--- STATED GOAL ---
Copy out exactly each line from the line with "point: the smiling" through the last line of the material below.
^^^^^^^^
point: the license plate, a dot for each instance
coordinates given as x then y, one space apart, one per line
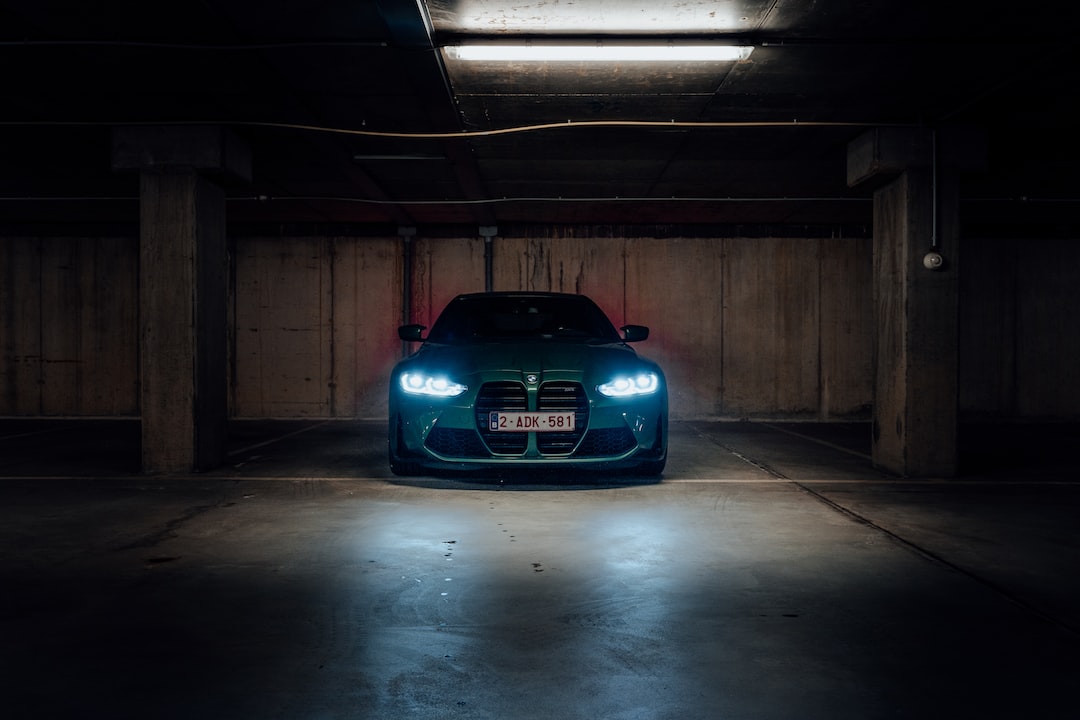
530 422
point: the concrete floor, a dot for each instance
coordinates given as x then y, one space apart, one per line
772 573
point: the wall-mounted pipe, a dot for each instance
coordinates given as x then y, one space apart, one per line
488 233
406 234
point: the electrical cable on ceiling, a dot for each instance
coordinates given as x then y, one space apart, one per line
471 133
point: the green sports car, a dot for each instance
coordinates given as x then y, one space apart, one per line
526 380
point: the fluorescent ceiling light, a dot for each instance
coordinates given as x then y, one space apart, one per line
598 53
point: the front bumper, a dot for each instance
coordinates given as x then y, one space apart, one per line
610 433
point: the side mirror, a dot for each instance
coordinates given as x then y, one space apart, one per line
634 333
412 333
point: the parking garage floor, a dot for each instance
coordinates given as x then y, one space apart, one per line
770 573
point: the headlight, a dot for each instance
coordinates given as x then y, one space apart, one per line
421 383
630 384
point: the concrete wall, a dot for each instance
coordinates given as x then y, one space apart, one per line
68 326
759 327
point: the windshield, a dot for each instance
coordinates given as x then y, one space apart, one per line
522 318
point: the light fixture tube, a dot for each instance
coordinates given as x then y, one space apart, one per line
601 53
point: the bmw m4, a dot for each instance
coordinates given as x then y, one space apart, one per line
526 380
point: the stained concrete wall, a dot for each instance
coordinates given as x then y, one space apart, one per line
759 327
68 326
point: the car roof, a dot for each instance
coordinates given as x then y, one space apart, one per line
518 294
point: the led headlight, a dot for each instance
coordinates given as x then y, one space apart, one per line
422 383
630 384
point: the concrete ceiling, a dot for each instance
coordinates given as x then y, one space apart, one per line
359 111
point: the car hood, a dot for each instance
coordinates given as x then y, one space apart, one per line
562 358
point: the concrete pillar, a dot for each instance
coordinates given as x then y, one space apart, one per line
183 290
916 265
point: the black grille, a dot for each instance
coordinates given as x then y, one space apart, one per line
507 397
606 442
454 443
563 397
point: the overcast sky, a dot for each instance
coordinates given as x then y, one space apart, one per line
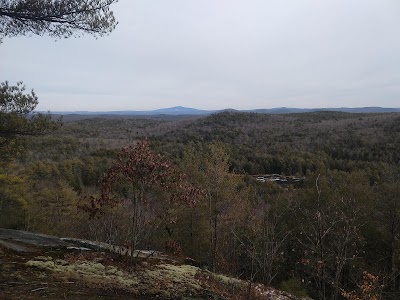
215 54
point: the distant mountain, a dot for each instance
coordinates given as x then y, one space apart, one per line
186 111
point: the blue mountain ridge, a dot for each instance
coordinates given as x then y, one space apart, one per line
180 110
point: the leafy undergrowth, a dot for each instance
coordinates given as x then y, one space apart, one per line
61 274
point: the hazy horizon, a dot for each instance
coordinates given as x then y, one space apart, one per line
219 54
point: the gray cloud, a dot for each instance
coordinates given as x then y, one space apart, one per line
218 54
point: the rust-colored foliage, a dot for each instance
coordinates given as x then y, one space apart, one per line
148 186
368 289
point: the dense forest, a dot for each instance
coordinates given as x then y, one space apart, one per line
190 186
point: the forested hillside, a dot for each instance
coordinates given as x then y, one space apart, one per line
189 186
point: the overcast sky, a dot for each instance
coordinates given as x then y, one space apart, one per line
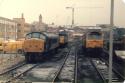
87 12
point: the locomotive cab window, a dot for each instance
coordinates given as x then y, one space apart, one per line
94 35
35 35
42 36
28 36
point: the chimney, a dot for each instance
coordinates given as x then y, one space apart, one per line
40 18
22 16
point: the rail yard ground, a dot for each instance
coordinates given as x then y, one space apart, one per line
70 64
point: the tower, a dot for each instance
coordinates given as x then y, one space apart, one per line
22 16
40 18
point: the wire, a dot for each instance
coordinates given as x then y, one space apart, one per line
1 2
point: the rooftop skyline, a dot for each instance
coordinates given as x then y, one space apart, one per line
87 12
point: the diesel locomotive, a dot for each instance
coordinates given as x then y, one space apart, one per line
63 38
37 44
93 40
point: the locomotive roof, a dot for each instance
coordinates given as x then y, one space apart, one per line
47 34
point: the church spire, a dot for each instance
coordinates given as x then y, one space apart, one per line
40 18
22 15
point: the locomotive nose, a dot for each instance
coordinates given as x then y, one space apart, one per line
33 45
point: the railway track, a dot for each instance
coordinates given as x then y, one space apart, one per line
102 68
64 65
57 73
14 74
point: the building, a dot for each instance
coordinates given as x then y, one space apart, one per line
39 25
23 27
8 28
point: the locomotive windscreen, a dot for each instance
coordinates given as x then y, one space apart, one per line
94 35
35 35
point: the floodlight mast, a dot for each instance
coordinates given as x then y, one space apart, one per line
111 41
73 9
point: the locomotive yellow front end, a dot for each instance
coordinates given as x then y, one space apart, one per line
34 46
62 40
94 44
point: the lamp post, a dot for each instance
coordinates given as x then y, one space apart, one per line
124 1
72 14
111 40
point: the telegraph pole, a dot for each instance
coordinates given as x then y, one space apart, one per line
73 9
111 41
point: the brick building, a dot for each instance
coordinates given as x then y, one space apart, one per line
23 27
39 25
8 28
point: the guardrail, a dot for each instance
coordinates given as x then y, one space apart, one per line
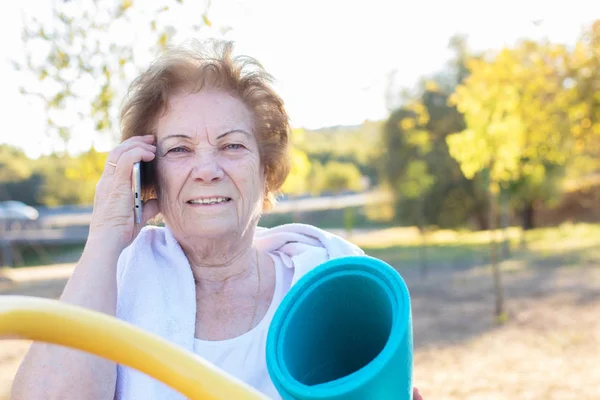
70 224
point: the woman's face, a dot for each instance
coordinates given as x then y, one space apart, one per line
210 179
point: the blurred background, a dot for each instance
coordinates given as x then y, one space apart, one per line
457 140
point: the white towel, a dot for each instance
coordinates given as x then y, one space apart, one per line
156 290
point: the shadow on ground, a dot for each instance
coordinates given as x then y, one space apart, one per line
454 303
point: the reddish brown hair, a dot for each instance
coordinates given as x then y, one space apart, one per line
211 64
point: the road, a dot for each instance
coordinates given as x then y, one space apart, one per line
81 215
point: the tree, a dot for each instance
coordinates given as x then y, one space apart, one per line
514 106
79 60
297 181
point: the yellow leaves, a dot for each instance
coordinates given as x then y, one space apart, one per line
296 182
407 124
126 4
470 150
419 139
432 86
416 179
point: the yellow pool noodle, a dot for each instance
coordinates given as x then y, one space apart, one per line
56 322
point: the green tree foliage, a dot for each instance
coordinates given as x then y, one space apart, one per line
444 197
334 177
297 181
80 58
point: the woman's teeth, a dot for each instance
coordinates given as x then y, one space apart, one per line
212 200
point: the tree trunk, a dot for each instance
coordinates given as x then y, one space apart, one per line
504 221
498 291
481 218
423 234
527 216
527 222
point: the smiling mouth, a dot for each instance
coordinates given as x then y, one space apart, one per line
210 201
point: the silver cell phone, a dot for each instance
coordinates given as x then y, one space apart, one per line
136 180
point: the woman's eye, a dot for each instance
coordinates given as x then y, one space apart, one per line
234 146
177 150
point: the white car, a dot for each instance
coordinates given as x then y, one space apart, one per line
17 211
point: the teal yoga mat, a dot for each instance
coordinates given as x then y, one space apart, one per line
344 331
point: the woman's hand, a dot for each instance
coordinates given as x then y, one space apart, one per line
^^^^^^^^
--- WRITTEN ANSWER ---
point: the smiling mouth, a dot for each instance
coordinates given as x then y, one space apart, one per line
210 201
point: the silver cell phone, a dot for each instance
coordinates given as x then y, one space apart, one per line
136 180
point: the woman's eye, a dot for each instance
coordinates given as x then y, one space apart, one per line
234 146
177 150
point: the white car, a dot for each instance
coordinates given as x then y, one space apart, one per line
17 211
point: the teal yoga mat, a dot for each instance
coordinates given as x then y, one space apart, one per line
344 331
point: the woman's hand, a dot for each instance
coordinates given as x then y, one space apart, one per line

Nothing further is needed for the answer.